* [Görevler]:
1. Mutlu kadın ve anne olmak üzerine yazıyı iki cümleyle özetler misiniz?
2. Mutlu kadın ve anne olmak üzerine yazıya göre insan ne zaman huzurlaşır?
3. Mutlu kadın ve anne olmak üzerine yazının son cümlesinden sonra gelecek bölümü yazar mısınız?
== Gösterilen Metin
Mutlu kadın mutlu anne nasıl olunur?

 Sana, kendini çirkin ördek yavrusu gibi hisseden bir çocuk olarak sesleniyorum. Sana, zor bir ergenlik dönemi geçirmiş bir genç kız olarak sesleniyorum. Sana, insanlar beni sevsin diye bol fedakarlık yapmış bir yetişkin olarak sesleniyorum. Ve şimdi de sana, kendini özgürleştirmiş bir kadın olarak sesleniyorum; Mutluluk sandığın gibi uzak değil, hayat tahmin ettiğin gibi zor değil, yaşam bol entrikaların döndüğü bir alan değil. Hayat seninle başlar ve ancak kendini sevmeyi öğrendiğinde huzurlaşırsın… 

Ne çok yüküm varmış aslında benim: Kabul görme, sevilme, kendini ifade edememe, yanlış da yapsalar insanları kıramama, kişisel alanıma müdahale ettirme, fazlasıyla fedakar olma. Daha nicelerini sayabilirim beni her yanımdan çekiştiren bu duygu kirliliklerinden. Sürekli bir stres biriktirmiş bu izler bedenimde. Bazen ağlayarak atmaya çalışmışım, bazen ölümü düşleyecek kadar ileri gitmişim. İman gücüne inanmasam, belki de bugün burada bile olmayacak kadar da ciddi yaşamışım bu duyguları. Kurtulamamışım bir türlü hayatın kederinden… Bol gülümsemelerle de gizlemeye çalışmışım bir yandan hüzünlerimi.
====
== Çıkarılan Veriler
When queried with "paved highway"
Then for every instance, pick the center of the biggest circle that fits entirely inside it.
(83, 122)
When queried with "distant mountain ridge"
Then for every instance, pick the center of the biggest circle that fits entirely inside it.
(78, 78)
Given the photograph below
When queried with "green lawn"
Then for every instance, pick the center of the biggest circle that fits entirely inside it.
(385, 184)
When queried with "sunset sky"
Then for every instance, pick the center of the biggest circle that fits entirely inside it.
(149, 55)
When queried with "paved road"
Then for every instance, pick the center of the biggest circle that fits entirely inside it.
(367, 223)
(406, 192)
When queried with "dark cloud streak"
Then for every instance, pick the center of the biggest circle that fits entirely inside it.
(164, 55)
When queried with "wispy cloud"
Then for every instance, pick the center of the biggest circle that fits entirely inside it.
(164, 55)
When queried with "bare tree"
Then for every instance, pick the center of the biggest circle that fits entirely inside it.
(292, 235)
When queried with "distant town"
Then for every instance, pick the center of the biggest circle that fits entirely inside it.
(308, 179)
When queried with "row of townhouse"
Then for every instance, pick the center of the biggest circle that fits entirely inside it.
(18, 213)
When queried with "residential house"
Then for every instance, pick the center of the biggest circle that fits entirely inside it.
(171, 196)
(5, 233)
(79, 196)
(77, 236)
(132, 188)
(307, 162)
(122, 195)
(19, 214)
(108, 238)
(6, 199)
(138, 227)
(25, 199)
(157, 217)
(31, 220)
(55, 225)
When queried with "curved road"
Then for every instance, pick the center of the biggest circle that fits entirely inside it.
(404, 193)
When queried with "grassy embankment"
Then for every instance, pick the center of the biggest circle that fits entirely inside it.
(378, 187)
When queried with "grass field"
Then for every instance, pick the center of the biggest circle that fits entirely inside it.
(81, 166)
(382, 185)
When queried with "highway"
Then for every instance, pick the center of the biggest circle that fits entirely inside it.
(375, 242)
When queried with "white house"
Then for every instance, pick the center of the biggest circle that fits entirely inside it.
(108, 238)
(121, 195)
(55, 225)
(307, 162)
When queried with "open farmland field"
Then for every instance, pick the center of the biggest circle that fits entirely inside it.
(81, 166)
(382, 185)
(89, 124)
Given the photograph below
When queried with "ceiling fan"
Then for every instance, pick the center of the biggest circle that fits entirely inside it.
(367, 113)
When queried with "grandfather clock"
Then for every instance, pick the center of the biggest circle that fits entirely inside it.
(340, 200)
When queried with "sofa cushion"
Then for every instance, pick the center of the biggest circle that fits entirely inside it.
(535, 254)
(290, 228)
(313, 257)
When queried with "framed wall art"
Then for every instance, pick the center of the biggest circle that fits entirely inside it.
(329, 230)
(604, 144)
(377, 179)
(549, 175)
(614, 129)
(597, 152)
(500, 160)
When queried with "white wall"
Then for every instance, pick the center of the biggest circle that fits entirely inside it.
====
* [Görevlere Göre Yanıtlar]:
1. Anlatıcı, çocukluk, ergenlik ve yetişkinlik dönemlerinden sonra artık kendini özgürleştirmiş bir kadın olarak okura sesleniyor; mutluluğun sanıldığı kadar uzak olmadığını, hayatın kişiyle başladığını ve insanın ancak kendini sevmeyi öğrenince huzura kavuştuğunu söylüyor. Ardından kabul görme, sevilme ve aşırı fedakârlık gibi yüklerinin bedeninde stres biriktirdiğini, hüzünlerini kimi zaman ağlayarak atmaya, kimi zaman da gülümsemelerle gizlemeye çalıştığını anlatıyor.

2. Kendini sevmeyi öğrendiğinde.

3.
Sonra bir gün rahmime bir ışık düşmüş. Minicik ama bu kadar değerli iken, milyarlarca insan arasından beni seçivermiş bir cenin. Yaradan’ın, iyi kötü her yaşanılandan bizlere verdiği mesaj gibi, bu da bir mesajmış benim dünyama: “Seni seçen bir melek var. Sen; o meleği doyuracak kadar, büyütecek kadar, sevgiyi aşılayabilecek kadar, arkadaş olabilecek kadar, dokunmayı ve sevmeyi öğretebilecek kadar güçlü bir insansın. Önce kendini sevmeyi öğren ki, benden gelen emanetine (bebeğine) ışık ol…”

Her şey bu mesaj perdesinin gözlerimden aralanmasıyla değişti sonra. O perde araladığında fark ettim ki aslında bunca zaman kendimi değersizleştirmişim ben, mutluluğu hak ettiğimi düşünsem de layık görememişim hiçbir zaman. Hayatın zor diye nitelendirdiklerimizle bana sunduğu, tüm bunları görmem için nedenlermiş aslında. Feleğin bana bir garezi yokmuş. Hayat; kendimi sevmekle başlarmış, kendimi değerli görmekle başlarmış ve kendimi kabul etmekle başlarmış. ‘Seni koruma altına almaya çalışan egon da, tüm bunları görebilmene engelmiş aslında.’ Egonla yüzleşebildiğin zaman, gerçek doğruları görebiliyormuşsun aslında.

Tüm bu kabul edişlerimi değiştirmem, farkındalığımı artırmam, bilincimi tazelemem, bilinçaltımı temizlemem seninle başladı  ve daha da devam ediyor elbette güzel kızım.Her zaman Yaradan’ın gücüne ve sevgisine koşulsuz inanarak, her seferinde duayla O’na tutunarak başladım ben mutlu olmaya. İsyanın beni bir yere taşımayacağını, eğer bir yerde problem varsa kesin bana sunulan yararıma bir mesaj olacağını, bu isyanlık durum karşısında aslında öğrenmem gereken bir durum ya da olay olduğunu, iyilikle fedakarlığı birbirinden ayırıp da sadece iyi olmayı tercih ederek başladım.

Bebeğimin beni “anne” yapmasıyla da kuvvetlendi sonra mutluluğa olan inancım. O beni seçmişse, eğer Yaradan beni bu güzel makama layık görmüşse, elbette yine bir sebebi olmalıydı ve ben bunlara layık olmalıydım.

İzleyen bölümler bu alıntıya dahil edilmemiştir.